## Work to be completed
What is wanted is the full listing, word for word, without its pictures.

Top of Given entries

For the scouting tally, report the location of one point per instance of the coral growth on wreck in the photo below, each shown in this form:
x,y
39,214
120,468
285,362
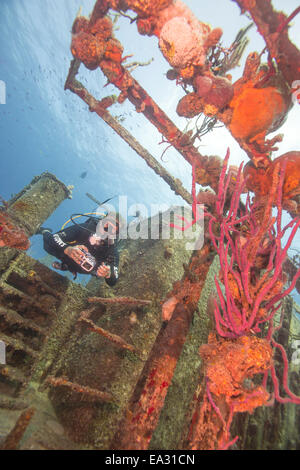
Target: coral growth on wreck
x,y
247,237
10,234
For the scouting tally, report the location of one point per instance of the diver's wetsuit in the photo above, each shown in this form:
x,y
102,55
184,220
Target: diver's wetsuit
x,y
56,243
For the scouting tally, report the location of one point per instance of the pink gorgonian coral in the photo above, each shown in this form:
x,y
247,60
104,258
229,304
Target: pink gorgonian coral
x,y
183,45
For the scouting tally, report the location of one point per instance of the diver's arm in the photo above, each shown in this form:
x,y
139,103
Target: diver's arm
x,y
109,268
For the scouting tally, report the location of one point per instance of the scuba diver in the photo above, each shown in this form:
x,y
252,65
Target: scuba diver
x,y
87,248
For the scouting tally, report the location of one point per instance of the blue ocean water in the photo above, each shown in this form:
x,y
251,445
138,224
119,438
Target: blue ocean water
x,y
44,128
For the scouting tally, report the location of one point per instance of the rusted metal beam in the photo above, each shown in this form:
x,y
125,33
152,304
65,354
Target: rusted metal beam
x,y
142,414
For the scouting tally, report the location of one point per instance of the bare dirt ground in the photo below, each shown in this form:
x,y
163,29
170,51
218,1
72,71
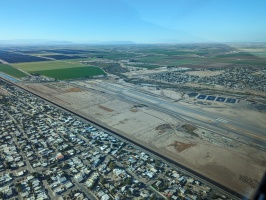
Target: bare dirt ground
x,y
232,167
204,73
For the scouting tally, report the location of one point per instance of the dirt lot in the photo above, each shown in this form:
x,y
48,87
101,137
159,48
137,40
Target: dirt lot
x,y
204,73
229,166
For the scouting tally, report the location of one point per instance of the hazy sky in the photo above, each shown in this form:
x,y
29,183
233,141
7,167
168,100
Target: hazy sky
x,y
142,21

Bottom of Given entries

## Reply
For the scouting tally, report the location of one point per instance of the coral growth on wreck in the photo below, each shown in this form:
x,y
39,214
120,468
285,362
Target: coral growth on wreck
x,y
247,237
10,234
For the scouting tally, report the location of one point per instance of the diver's wetsuit in the photo above, each shown in this form:
x,y
102,55
184,220
Target: diver's wetsuit
x,y
56,243
For the scouting tally, report the location of one point per instance of the pink gorgonian coral in the photo above, each shown in this form:
x,y
247,60
104,258
229,304
Target: pink gorgonian coral
x,y
183,45
For the scouting tally, report the location of one point per instance of the diver's arm in the photo above, each shown in this form:
x,y
139,103
Target: diver's arm
x,y
109,268
For the scouting tally, report the location of one point per instance of the scuba diver in the photo above, each shown in this form:
x,y
252,65
Target: scuba diver
x,y
87,248
For the scouting tally, report the location of one point per instance of the blue ocean water in the photo above, each shown in this form:
x,y
251,445
138,224
119,438
Target: blue ocean water
x,y
44,128
For the scouting tally, report the location of one point per instance of the rusted metal beam in the photo above, each shown in this form:
x,y
125,33
152,304
65,354
Target: rusted metal beam
x,y
142,414
For the scouting tally, report the location of one point per instance of the bare dirt ground in the photo below, each shown in this form:
x,y
163,29
170,51
218,1
72,71
Target: bare dirt ground
x,y
232,167
204,73
For the scouting tally, report the location of one point per instance of the dirt lot in the photo above, each shown in this form:
x,y
48,87
101,137
159,48
137,40
Target: dirt lot
x,y
204,73
229,166
For the scouting tally, report the location of one point per instance of the hazy sky in the photo above, each shown in this form:
x,y
29,183
233,141
7,167
168,100
Target: hazy sky
x,y
142,21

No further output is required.